● **PROBLEM**:
Retype every record below exactly as it is written.

● **Source data**:
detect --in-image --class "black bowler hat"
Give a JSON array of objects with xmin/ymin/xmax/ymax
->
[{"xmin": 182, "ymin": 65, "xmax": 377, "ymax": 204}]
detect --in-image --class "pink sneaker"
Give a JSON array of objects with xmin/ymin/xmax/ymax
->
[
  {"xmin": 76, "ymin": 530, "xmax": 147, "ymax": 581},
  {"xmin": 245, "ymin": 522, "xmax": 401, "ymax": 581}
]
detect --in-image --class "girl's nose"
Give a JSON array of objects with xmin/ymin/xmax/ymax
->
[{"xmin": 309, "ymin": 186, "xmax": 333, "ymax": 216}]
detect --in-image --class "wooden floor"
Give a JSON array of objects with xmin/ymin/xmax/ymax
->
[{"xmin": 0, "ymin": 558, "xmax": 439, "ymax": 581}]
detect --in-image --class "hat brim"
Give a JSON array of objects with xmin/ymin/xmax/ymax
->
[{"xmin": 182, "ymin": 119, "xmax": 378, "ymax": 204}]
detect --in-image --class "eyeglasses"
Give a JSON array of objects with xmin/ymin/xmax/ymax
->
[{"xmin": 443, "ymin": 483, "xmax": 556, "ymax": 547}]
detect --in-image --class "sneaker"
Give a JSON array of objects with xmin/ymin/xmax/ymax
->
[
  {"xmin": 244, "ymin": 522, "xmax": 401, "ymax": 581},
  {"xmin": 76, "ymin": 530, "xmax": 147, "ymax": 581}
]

● **SOLUTION TO THE EXERCISE**:
detect --in-image --class "black bowler hat"
Give a JSON array of objects with xmin/ymin/xmax/ymax
->
[{"xmin": 182, "ymin": 65, "xmax": 377, "ymax": 204}]
detect --in-image --class "pink sneaker"
Give a JSON array of objects with xmin/ymin/xmax/ymax
->
[
  {"xmin": 76, "ymin": 530, "xmax": 147, "ymax": 581},
  {"xmin": 245, "ymin": 522, "xmax": 401, "ymax": 581}
]
detect --in-image --class "girl's nose"
Give a JSON array of objects with xmin/ymin/xmax/ymax
->
[{"xmin": 309, "ymin": 186, "xmax": 333, "ymax": 216}]
detect --in-image --class "wooden floor"
Give a JSON array of objects with xmin/ymin/xmax/ymax
->
[{"xmin": 0, "ymin": 558, "xmax": 439, "ymax": 581}]
detect --in-image --class "hat brim"
Give a JSON array of objects with xmin/ymin/xmax/ymax
->
[{"xmin": 182, "ymin": 119, "xmax": 378, "ymax": 204}]
detect --in-image --class "eyeglasses"
Give a JSON array of objects with xmin/ymin/xmax/ymax
->
[{"xmin": 443, "ymin": 483, "xmax": 556, "ymax": 547}]
detect --in-image --class "sneaker"
Give a JSON array of objects with xmin/ymin/xmax/ymax
->
[
  {"xmin": 244, "ymin": 522, "xmax": 401, "ymax": 581},
  {"xmin": 76, "ymin": 530, "xmax": 147, "ymax": 581}
]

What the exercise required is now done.